_Page text_
+--

Another thing to consider, is smaller tanks require more daily upkeep than larger tanks... You will have to top off your small tank with fresh RO/DI water at least once a day (prob more) to keep the salinity from spiking. As water evaporates, Salt stays behind so things can get out of hand quite fast and kill the tank. They do make an automated top off controller that does it for you.

IMO your best bet for a first SW tank would be a 40 breeder and if possible a sump. Its a good dimension for adding rock, and fairly stable water volume. A few rules that have helped me be somewhat successfull with saltwater are: Dont skimp or use cheap equipment, its worth saving up for a good skimmer or light setup over buying 2 shitty ones. Huge skimmer, and as much flow as possible in the display to keep waste suspended. Dont cut corners, in any way... it will always come back.

A good start would be:
Tank 
Sump (added water volume is more stable, place to hide all the equipment, skimmer, heater, refuge area, topoff, DSB whatever)
Return pump (approx the same GPH as skimmer)
RO/DI water source (can buy filter setup or check LFS)
Salt (always used Reef Crystals, always have extra on hand for emergency water changes etc!)
Rock (fill sump with rubble, stack display to your liking... arches, caves, etc)
Powerheads (MJ1200s with eco-mods are affordable, or a Vortech MP10 if you want to spend some money)
Skimmer (not required, but would make your life way easier! NO SEACLONE SKIMMERS) 
Lighting (up to you, just fish dont require any light so its your preference, also not important for the first few months of the tank)

+--

_Stored data_
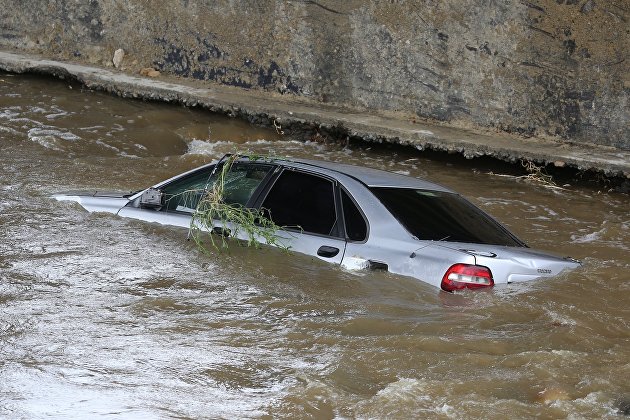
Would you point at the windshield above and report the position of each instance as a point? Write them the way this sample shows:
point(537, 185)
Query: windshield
point(442, 216)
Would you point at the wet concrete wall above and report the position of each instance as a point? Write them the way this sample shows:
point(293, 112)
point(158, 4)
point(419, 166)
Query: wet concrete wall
point(555, 68)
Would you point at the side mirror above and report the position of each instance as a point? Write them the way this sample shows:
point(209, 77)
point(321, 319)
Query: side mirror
point(151, 199)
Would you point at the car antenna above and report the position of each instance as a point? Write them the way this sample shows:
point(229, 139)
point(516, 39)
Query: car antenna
point(413, 254)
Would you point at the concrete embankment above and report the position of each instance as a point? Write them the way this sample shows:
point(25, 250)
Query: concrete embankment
point(302, 116)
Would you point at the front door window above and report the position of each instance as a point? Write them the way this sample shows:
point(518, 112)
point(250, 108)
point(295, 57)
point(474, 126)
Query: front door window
point(303, 202)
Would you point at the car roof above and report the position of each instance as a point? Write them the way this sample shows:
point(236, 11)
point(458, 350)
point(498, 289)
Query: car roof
point(369, 176)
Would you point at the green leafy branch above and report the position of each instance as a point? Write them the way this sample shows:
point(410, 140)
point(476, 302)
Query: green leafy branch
point(214, 215)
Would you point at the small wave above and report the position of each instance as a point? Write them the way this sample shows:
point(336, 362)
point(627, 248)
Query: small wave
point(283, 147)
point(589, 237)
point(47, 131)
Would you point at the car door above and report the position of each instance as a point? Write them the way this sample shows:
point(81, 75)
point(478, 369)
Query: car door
point(304, 204)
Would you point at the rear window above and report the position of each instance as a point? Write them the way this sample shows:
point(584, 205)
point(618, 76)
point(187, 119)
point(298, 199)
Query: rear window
point(442, 216)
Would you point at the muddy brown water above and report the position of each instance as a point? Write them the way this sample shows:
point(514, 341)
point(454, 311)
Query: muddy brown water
point(103, 316)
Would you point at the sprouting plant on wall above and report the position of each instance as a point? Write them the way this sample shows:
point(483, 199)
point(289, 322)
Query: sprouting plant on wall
point(215, 215)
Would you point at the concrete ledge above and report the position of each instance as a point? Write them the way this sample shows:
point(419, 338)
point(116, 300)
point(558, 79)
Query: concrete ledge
point(264, 108)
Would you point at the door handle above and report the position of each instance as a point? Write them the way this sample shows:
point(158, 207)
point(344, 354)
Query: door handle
point(327, 251)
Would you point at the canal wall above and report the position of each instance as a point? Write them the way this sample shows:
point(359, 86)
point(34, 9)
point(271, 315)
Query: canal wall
point(555, 69)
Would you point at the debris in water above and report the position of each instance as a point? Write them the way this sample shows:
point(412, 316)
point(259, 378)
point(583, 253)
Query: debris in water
point(119, 54)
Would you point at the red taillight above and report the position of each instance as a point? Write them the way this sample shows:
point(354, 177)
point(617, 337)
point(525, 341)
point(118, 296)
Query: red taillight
point(465, 276)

+--

_Short exercise A_
Condense the paragraph of the saltwater tank advice that begins "IMO your best bet" into a short bulleted list, keeping its main facts.
_Short exercise B_
Write the next part of the saltwater tank advice, picking up after the lighting entry.
The data is separate material, unconnected to the saltwater tank advice.

_Task output A_
- Best first saltwater tank: a 40 breeder, with a sump if possible
- The 40 breeder's dimensions suit adding rock, and its water volume is fairly stable
- Don't skimp on equipment: save up for one good skimmer or light setup instead of buying two poor ones
- Use a huge skimmer and as much flow as possible in the display to keep waste suspended
- Don't cut corners in any way, because it will always come back

_Task output B_
If you want to buy a "complete" setup several companies make all in one Nano tanks in lots of sizes, with lots of options for lighting etc.

Any questions?


----------



## canadianforever (Nov 2, 2012)

is a 20 gal better? can i use a regular filter? id like to be as cheap but efficient as possible dont have room nore the time for a sump :/


----------



## Ægir (Jan 21, 2006)

You could modify a HOB filter to work somewhat, but its not ideal. removing all the filter pad/etc and replacing it with as much rock rubble as possible and using one of the "surface" collectors for the intake.... You would want a large HOB filter also. Filters and rock rubble dont replace skimming so... you will not only have to be frequent with your top off, but also water changes. If your fish load is only 2 clowns in a 24 gal, you prob wont need a skimmer... if you want more fish that could change.

I would say your best bet is to just buy a nano cube, or watch local classifieds for a used one. They are all in one (lighting, filtration, etc) and will make things easier in the long run. A 24 gallon is around 250$ new, without the skimmer or stand.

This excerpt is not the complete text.